_Provided entries_
○ ○ ○ ○ ○ ○ ○

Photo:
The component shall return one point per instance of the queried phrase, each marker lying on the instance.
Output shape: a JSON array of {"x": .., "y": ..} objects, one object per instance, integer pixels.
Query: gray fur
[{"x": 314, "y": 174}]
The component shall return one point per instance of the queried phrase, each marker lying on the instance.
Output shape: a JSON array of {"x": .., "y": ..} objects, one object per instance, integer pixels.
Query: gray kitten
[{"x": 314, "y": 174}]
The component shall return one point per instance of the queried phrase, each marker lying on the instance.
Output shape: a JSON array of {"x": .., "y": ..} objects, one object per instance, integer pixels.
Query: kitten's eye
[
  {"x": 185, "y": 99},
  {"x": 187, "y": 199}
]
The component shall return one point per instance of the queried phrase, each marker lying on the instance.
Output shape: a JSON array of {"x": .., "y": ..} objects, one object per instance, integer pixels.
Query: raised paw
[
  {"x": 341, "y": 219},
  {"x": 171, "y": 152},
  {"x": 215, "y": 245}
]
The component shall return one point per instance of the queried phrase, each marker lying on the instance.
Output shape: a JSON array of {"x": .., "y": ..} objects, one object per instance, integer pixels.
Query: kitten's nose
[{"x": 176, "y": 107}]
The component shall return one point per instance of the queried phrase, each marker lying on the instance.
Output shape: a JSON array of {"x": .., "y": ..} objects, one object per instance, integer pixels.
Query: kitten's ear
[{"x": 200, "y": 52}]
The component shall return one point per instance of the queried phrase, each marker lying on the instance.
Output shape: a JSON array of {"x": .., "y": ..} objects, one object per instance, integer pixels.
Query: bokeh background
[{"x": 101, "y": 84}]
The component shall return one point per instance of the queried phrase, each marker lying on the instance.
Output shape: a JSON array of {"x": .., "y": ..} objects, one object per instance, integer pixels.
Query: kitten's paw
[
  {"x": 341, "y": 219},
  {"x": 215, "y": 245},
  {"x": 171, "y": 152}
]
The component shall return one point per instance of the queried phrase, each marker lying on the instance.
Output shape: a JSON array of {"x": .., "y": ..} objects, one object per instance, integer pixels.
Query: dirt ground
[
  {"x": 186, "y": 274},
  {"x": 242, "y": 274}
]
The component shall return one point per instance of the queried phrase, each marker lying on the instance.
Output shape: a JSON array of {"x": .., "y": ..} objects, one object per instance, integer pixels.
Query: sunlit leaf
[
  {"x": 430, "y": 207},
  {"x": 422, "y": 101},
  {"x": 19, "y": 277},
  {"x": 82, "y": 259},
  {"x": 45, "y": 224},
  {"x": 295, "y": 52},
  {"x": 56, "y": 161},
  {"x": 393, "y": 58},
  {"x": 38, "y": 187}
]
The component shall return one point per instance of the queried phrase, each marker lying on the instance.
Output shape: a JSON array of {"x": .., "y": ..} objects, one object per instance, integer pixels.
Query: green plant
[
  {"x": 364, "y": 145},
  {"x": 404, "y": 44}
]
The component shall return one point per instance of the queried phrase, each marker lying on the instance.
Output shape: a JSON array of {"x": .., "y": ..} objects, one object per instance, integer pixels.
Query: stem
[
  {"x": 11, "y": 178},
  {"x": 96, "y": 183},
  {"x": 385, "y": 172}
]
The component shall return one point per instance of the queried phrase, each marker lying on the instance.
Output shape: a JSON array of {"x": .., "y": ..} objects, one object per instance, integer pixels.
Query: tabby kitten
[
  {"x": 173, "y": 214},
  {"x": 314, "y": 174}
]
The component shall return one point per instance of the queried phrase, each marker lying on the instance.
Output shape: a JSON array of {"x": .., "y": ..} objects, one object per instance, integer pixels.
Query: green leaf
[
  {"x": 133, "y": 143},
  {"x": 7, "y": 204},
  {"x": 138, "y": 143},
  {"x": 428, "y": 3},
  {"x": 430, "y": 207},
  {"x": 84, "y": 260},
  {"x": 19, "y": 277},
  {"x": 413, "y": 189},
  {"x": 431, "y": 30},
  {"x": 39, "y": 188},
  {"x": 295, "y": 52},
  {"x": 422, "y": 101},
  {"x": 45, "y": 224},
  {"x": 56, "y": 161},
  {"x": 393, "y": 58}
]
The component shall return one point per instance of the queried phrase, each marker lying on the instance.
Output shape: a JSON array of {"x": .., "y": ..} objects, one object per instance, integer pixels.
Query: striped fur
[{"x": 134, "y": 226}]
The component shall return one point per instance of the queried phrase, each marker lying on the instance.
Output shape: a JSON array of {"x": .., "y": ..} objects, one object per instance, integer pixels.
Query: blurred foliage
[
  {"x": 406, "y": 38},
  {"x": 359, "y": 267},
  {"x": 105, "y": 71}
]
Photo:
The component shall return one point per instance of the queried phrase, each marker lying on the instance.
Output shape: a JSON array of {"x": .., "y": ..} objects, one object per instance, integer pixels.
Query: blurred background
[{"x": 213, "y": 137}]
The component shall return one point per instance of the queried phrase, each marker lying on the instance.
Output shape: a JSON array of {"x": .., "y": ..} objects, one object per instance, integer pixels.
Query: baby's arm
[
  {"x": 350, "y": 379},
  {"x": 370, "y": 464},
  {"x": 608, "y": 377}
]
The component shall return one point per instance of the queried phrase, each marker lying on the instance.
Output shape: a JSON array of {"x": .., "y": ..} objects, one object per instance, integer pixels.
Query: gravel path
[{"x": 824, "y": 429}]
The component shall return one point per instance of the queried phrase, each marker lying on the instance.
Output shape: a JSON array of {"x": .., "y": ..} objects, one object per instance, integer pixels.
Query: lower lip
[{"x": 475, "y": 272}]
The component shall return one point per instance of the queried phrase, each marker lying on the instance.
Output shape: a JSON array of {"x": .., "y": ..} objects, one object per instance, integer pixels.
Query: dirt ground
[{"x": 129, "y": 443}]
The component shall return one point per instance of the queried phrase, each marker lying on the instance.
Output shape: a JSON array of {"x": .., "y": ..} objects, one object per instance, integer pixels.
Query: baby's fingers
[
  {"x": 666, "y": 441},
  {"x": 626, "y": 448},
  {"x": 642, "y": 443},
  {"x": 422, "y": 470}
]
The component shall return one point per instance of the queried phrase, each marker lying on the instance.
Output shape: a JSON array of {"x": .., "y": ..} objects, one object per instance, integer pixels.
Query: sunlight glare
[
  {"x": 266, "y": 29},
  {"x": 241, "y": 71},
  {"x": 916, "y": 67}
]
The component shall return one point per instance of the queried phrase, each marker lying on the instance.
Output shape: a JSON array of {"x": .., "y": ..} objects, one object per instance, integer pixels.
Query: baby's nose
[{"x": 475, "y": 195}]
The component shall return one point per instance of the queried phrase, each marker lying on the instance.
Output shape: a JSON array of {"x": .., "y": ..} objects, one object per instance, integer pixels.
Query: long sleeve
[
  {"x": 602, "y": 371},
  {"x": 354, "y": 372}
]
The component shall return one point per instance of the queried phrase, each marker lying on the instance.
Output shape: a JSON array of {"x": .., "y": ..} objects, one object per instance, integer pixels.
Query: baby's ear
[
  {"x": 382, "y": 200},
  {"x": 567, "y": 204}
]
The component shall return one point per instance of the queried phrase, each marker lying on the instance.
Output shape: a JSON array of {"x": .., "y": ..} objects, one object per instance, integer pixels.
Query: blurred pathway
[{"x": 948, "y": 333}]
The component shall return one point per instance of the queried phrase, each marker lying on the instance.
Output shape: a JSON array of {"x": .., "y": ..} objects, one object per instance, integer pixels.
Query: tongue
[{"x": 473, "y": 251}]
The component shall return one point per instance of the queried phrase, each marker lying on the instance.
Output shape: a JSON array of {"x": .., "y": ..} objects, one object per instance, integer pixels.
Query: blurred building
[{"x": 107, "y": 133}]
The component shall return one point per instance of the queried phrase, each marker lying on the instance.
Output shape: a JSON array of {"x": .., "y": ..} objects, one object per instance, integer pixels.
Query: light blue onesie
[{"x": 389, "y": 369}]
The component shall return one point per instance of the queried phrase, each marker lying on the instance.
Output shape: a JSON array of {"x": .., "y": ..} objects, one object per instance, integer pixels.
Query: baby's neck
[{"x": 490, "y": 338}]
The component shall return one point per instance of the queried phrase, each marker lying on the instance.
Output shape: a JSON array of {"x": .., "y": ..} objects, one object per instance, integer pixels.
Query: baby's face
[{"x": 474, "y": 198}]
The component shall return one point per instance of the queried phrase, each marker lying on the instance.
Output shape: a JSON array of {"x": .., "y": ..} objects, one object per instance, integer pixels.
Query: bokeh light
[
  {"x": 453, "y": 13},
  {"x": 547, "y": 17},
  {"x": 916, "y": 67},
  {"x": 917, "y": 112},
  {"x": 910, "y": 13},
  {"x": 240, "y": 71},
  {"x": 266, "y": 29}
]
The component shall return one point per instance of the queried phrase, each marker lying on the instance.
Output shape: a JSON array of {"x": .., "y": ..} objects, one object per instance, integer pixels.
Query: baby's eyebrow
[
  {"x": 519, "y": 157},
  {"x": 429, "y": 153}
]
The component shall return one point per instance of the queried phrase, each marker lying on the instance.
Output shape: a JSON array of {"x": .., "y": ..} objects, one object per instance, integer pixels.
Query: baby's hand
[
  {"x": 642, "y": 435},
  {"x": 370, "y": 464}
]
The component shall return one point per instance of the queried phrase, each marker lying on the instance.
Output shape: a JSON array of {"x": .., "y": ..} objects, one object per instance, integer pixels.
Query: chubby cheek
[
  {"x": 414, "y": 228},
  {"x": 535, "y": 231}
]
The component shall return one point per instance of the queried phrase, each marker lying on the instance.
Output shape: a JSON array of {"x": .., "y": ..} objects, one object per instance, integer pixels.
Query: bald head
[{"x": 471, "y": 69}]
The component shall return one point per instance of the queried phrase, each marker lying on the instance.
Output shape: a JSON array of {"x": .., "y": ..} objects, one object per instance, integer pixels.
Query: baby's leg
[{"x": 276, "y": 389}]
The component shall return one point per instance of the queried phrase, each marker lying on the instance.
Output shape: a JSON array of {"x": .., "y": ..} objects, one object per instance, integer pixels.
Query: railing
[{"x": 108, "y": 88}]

○ ○ ○ ○ ○ ○ ○

_What needs to be done_
Would you print the line containing "Query: baby's leg" and every line after it up to the end of the listing above, exactly, and nothing else?

_Response_
Query: baby's leg
[{"x": 276, "y": 389}]
The component shall return one point per instance of the queried phrase, each marker lying on the instance.
Output shape: a JSON array of {"x": .., "y": ..} objects, one object per instance, integer pixels.
Query: railing
[{"x": 108, "y": 88}]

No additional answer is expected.